>> BEGIN SELECTED TEXT

I dont know what the outcome would be with regards to muscle but you would defo get more BF.

But, to me it sounds like a cheaters way out. Someone who wants the muscle and the size/strength but is not willing to commit and make all the sacrifices needed. For me persoanlly since training the dieting has been the hardest part. I done really like eating tins on tuna with out mayo every day or grilled chicken. I dont really liek the taste of all the shakes and eating hard boiled egg one after the other is so boring. I am fcuked off with 2 bowls of oats every morning and sometimes I cant be fukced to go to the tap and drink 10 glasses of water each day.

But I make myself do it and stick with it cause its the only way ill get the bod I want. Which inturn will increase by chat up to blowjob ratio substantially/  thats how I see it


----------



## xpower (Jul 28, 2009)

Gee-Spot said:


> I dont know what the outcome would be with regards to muscle but you would defo get more BF.
> 
> But, to me it sounds like a cheaters way out. Someone who wants the muscle and the size/strength but is not willing to commit and make all the sacrifices needed. For me persoanlly since training the dieting has been the hardest part. I done really like eating tins on tuna with out mayo every day or grilled chicken. I dont really liek the taste of all the shakes and eating hard boiled egg one after the other is so boring. I am fcuked off with 2 bowls of oats every morning and sometimes I cant be fukced to go to the tap and drink 10 glasses of water each day.

>> END SELECTED TEXT

Quote the forum post from "But I make myself" to "(Jul 28, 2009)", word for word.

>> BEGIN RAW DATA

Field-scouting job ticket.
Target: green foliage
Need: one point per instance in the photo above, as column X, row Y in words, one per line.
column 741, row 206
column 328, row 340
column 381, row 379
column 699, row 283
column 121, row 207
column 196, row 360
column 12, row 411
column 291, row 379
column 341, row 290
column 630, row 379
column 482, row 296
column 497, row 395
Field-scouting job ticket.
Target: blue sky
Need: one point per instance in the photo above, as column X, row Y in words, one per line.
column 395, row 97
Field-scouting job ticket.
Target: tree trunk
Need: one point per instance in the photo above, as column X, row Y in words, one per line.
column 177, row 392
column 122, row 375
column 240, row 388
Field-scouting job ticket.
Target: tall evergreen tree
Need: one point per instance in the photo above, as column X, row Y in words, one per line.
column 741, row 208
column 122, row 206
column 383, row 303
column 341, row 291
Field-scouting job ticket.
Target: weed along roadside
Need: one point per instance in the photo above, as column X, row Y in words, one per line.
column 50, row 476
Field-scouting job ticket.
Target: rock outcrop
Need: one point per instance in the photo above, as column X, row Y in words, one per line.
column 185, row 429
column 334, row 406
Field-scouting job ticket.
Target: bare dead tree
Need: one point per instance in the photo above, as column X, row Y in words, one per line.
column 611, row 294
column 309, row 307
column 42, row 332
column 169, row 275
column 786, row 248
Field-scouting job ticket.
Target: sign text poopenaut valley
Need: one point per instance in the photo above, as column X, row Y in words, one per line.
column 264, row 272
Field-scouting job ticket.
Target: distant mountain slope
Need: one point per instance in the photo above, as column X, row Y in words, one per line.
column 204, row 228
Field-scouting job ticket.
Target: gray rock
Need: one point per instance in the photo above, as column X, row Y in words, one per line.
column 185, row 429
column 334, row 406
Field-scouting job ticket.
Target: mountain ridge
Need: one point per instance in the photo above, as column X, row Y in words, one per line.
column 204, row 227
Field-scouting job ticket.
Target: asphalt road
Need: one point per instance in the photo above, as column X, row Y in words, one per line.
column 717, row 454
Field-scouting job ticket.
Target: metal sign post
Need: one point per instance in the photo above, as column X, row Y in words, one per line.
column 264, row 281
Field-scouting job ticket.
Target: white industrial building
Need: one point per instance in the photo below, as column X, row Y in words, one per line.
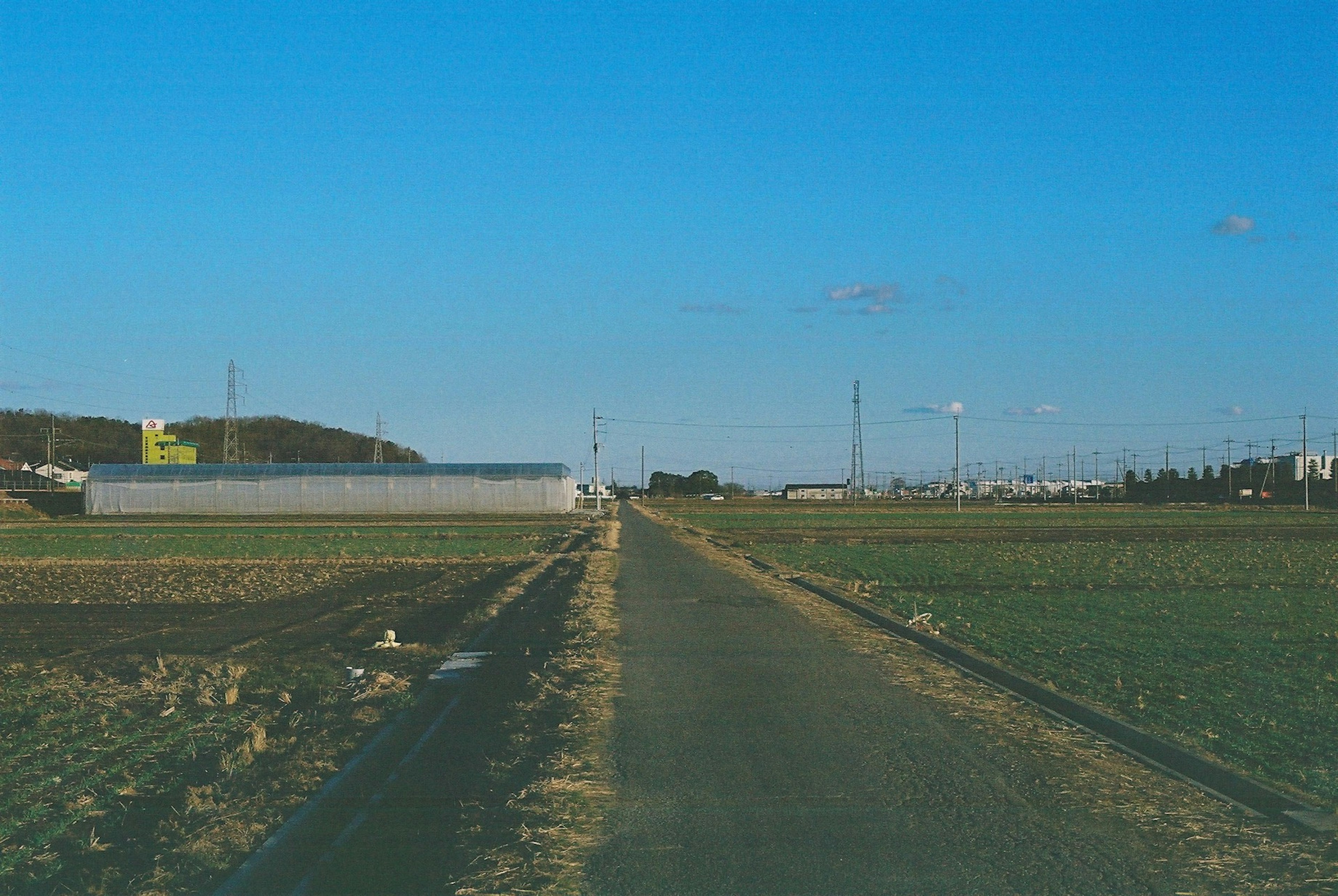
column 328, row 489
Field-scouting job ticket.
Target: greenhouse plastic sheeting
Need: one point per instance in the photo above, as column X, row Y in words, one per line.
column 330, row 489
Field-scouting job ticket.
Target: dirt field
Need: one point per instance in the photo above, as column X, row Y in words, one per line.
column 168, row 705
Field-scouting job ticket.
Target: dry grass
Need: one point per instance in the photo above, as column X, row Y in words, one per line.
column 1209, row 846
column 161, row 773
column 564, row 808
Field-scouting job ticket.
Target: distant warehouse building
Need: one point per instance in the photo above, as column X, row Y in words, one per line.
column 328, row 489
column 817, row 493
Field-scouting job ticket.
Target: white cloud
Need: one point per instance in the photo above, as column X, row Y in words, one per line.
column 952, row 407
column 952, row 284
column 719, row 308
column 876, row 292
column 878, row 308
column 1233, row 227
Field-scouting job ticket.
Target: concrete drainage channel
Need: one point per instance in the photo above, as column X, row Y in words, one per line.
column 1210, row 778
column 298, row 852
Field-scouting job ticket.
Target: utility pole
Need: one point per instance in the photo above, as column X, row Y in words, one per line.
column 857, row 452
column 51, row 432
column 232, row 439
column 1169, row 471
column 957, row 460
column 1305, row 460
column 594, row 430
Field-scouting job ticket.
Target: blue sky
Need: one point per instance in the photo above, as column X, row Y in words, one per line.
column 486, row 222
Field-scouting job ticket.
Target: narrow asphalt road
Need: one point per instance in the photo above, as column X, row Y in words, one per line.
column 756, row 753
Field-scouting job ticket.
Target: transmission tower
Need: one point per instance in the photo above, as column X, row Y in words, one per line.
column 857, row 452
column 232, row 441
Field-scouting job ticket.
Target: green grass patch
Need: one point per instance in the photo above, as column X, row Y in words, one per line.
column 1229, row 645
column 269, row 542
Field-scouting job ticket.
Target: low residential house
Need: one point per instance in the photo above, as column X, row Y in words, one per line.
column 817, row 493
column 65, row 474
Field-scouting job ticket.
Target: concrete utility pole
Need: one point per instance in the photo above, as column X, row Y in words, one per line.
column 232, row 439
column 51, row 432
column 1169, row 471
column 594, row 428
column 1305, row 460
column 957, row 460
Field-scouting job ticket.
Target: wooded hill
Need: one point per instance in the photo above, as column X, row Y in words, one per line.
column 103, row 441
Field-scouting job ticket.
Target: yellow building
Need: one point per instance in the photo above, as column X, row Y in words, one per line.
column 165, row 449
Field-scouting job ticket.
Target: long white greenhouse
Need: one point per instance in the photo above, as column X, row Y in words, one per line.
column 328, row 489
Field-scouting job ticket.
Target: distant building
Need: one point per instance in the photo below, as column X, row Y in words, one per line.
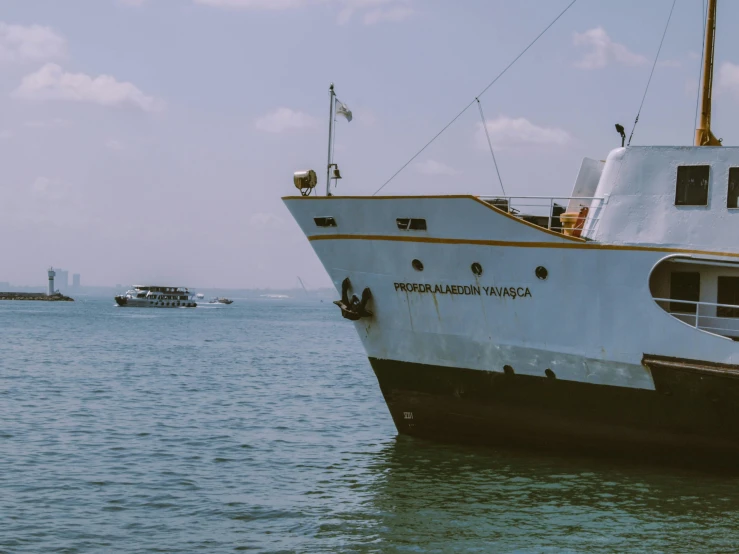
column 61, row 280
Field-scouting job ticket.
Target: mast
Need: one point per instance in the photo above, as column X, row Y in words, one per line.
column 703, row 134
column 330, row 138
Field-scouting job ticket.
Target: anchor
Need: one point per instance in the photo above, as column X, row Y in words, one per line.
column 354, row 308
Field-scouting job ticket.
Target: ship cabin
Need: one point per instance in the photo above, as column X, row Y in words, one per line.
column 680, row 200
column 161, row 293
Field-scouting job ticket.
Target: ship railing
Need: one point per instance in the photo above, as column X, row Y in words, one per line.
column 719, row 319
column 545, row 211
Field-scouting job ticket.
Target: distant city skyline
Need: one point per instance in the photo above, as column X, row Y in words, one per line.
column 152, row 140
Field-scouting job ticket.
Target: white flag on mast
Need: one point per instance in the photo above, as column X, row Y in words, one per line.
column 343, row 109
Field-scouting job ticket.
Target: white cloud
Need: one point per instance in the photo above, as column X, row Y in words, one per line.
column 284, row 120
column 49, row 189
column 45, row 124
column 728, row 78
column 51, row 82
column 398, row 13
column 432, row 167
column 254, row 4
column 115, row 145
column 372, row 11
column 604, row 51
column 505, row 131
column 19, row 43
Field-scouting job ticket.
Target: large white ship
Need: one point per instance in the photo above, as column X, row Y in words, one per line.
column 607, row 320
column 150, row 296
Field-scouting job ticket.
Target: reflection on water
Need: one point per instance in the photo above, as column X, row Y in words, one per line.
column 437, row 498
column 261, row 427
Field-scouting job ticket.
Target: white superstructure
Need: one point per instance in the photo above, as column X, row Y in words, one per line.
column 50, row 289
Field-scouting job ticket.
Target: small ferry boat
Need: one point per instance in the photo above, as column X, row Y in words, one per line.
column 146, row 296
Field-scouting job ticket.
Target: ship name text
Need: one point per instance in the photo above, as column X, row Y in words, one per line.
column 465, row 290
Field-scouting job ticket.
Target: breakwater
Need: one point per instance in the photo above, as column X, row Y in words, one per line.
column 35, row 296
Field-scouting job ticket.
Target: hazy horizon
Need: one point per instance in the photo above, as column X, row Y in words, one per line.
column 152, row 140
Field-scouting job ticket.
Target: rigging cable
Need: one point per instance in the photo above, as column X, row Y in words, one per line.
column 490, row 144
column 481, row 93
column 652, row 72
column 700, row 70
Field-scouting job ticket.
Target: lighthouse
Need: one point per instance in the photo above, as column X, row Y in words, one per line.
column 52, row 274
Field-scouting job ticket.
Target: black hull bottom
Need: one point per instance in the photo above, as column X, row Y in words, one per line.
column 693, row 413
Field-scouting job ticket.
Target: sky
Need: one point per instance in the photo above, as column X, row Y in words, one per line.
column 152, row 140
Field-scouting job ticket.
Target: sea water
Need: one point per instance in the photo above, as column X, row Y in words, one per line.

>> END RAW DATA

COMPLETE OUTPUT -
But I make myself do it and stick with it cause its the only way ill get the bod I want. Which inturn will increase by chat up to blowjob ratio substantially/  thats how I see it


----------



## xpower (Jul 28, 2009)